* **WHAT IS BEING ASKED**
With the pictures omitted, transcribe each line below exactly as it is.
SUPPLIED DATA below:
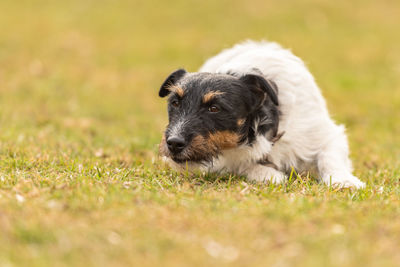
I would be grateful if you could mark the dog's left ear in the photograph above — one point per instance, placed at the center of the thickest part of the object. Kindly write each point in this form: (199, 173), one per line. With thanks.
(261, 88)
(171, 80)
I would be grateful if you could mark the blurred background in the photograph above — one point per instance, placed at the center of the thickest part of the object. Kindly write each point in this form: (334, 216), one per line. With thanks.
(90, 70)
(79, 84)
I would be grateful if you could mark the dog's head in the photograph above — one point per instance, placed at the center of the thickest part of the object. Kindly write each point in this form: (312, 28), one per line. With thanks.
(210, 112)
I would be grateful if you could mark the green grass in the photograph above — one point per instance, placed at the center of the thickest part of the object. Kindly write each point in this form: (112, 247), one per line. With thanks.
(80, 120)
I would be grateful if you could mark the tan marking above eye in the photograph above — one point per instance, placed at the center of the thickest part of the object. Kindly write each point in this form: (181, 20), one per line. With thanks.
(177, 90)
(213, 109)
(210, 95)
(240, 122)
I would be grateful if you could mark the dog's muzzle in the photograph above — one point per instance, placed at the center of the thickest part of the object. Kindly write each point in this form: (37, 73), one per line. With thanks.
(176, 144)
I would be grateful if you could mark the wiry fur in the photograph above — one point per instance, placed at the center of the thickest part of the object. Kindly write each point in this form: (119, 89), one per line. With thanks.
(310, 141)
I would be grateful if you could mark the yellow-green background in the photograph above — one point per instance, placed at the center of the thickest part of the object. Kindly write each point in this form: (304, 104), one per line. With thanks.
(80, 120)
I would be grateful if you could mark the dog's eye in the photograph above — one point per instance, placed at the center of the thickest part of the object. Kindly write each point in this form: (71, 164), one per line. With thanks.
(175, 103)
(213, 109)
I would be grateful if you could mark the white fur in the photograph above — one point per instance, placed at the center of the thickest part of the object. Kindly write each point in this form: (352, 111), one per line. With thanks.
(312, 142)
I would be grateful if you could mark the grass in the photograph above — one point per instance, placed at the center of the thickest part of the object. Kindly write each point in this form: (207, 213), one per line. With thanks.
(80, 120)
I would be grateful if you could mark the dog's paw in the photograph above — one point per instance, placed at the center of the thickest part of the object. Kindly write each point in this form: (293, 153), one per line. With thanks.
(266, 175)
(344, 181)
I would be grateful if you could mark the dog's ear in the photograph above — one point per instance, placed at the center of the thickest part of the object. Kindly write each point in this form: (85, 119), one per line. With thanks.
(261, 88)
(170, 81)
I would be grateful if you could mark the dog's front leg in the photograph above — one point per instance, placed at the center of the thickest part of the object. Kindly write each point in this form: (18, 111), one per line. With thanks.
(261, 173)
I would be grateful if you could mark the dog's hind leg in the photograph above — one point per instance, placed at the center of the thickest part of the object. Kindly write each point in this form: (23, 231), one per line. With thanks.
(261, 173)
(334, 165)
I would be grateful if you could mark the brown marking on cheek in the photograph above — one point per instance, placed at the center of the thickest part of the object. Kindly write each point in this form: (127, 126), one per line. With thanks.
(240, 122)
(224, 139)
(177, 90)
(210, 95)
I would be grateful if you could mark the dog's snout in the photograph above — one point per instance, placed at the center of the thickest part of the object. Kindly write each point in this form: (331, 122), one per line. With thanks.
(176, 144)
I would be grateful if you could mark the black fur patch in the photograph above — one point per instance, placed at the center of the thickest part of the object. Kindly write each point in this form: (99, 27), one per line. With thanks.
(250, 99)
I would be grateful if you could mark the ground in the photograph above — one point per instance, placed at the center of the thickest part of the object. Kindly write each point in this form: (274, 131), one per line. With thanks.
(80, 120)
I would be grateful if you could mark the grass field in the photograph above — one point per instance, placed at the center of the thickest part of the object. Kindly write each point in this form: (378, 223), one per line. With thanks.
(80, 120)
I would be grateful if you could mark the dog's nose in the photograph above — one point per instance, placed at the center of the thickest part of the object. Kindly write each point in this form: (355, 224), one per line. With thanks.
(176, 144)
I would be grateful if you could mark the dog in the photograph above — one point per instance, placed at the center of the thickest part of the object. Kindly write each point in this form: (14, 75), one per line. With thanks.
(254, 110)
End of SUPPLIED DATA.
* **RESPONSE FOR THIS EXERCISE**
I would be grateful if you could mark the dog's left ear in the photograph above — one point per instance, placed at the center of the thickest part of the object. Kindly write each point in this form: (199, 173), one per line. With thanks.
(261, 88)
(171, 80)
I would be grateful if you could mark the blurred background in the photograph above — one point per instance, placed at the center of the thickest part of the object. Kindly write each point in this form: (334, 216), one per line. With thanks.
(90, 70)
(79, 84)
I would be grateful if you could mark the dog's head in the photograph above — one point per instance, placed at the center of the thickest part of the object. Kindly write each point in this form: (312, 28), one per line. With thanks.
(210, 112)
I would be grateful if you could mark the green grass in the photograph above — one point per instance, placed at the center of the thickest part of the object. Kindly write each point in this form: (112, 247), one per line. With thanks.
(80, 120)
I would be grateful if you could mark the tan marking above eye in the photograph above — one point per instance, placed at the center of the thickest part of the object. Kindly write each point in this form: (181, 20), one per line. With thanks.
(177, 90)
(213, 109)
(210, 95)
(240, 122)
I would be grateful if you could mark the dog's muzzle in the photograph above — one point per instance, placed at the center of the thickest part of the object. Kindly write each point in this form: (37, 73), one per line. With thanks.
(176, 144)
I would be grateful if you could mark the wiry fur in the photograph above — one point per instance, placed at the center of the thickest part of the object. Kindly write each point in this form: (119, 89), one per line. With thanks.
(310, 141)
I would be grateful if you could mark the yellow-green background in the photograph above — one point per instance, placed at the center of the thickest part of the object. Kindly write each point in this form: (304, 104), one per line. With thanks.
(80, 120)
I would be grateful if you could mark the dog's eye in the photograph above — one point per instance, placed at the center of the thickest part of the object. Kindly write each point in this form: (71, 164), one per line. With thanks.
(175, 103)
(213, 109)
I would be grateful if you could mark the white fur in the photograph above — one point per instance, placed at the center of the thickest part of the object. Kindly write each point in this form: (352, 111), one per line. With thanks.
(312, 142)
I would be grateful if you could mark the grass in the photograph above — one point per instance, placed at the center of the thickest part of the object. Kindly write each point in this form: (207, 213), one per line. With thanks.
(80, 120)
I would be grateful if you could mark the dog's paw in the photograph above — one point per instance, placed at the center of the thickest part of the object. Kindly write each point in this form: (293, 153), one per line. With thanks.
(266, 175)
(344, 181)
I would be grateful if you could mark the dog's ear in the photograph above — one point per instance, placed at the center of the thickest part of the object. Kindly write each point in this form: (85, 119), one per line. With thanks.
(261, 88)
(170, 81)
I would be grateful if you could mark the dog's front leg in the photograph above — one point per instance, placed at the center of the thickest part of the object. Kindly write each point in this form: (18, 111), one per line. With thanks.
(261, 173)
I would be grateful if you could mark the dog's hind leg in the photograph above — one point per instance, placed at the center of the thickest part of the object. Kindly write each point in this form: (23, 231), one per line. With thanks.
(261, 173)
(334, 165)
I would be grateful if you could mark the brown marking on cheek in the photograph above — one point per instance, placed at the center of the thickest part of the object. Kindly write each point in this form: (127, 126), one per line. With thanks.
(240, 122)
(224, 139)
(177, 90)
(210, 95)
I would be grateful if you could mark the dog's snout in the photograph above — one point per instance, placed at the center of the thickest part of the object. Kindly write each point in this form: (331, 122), one per line. With thanks.
(176, 144)
I would be grateful if you could mark the black fur patch in the photograph above — one point per instance, placed at the center of the thickest part of the object. Kindly write each point in this form: (99, 27), one per line. With thanks.
(250, 99)
I would be grateful if you could mark the ground in the photograph above — one point per instance, placed at the center of the thickest part of the object. Kindly write each point in this form: (274, 131), one per line. With thanks.
(80, 120)
I would be grateful if you could mark the grass field in the photograph above — one point per instance, placed at the center of the thickest part of the object. Kindly write each point in this form: (378, 223), one per line. With thanks.
(80, 120)
I would be grateful if you could mark the dog's nose in the photograph above — one point per instance, placed at the center of the thickest part of the object. Kindly write each point in this form: (355, 224), one per line. With thanks.
(176, 144)
I would be grateful if you could mark the dog in the photograph above — one point per instance, placed at the center of the thickest part of the object. Kindly write each point in this form: (14, 75), one per line. With thanks.
(254, 110)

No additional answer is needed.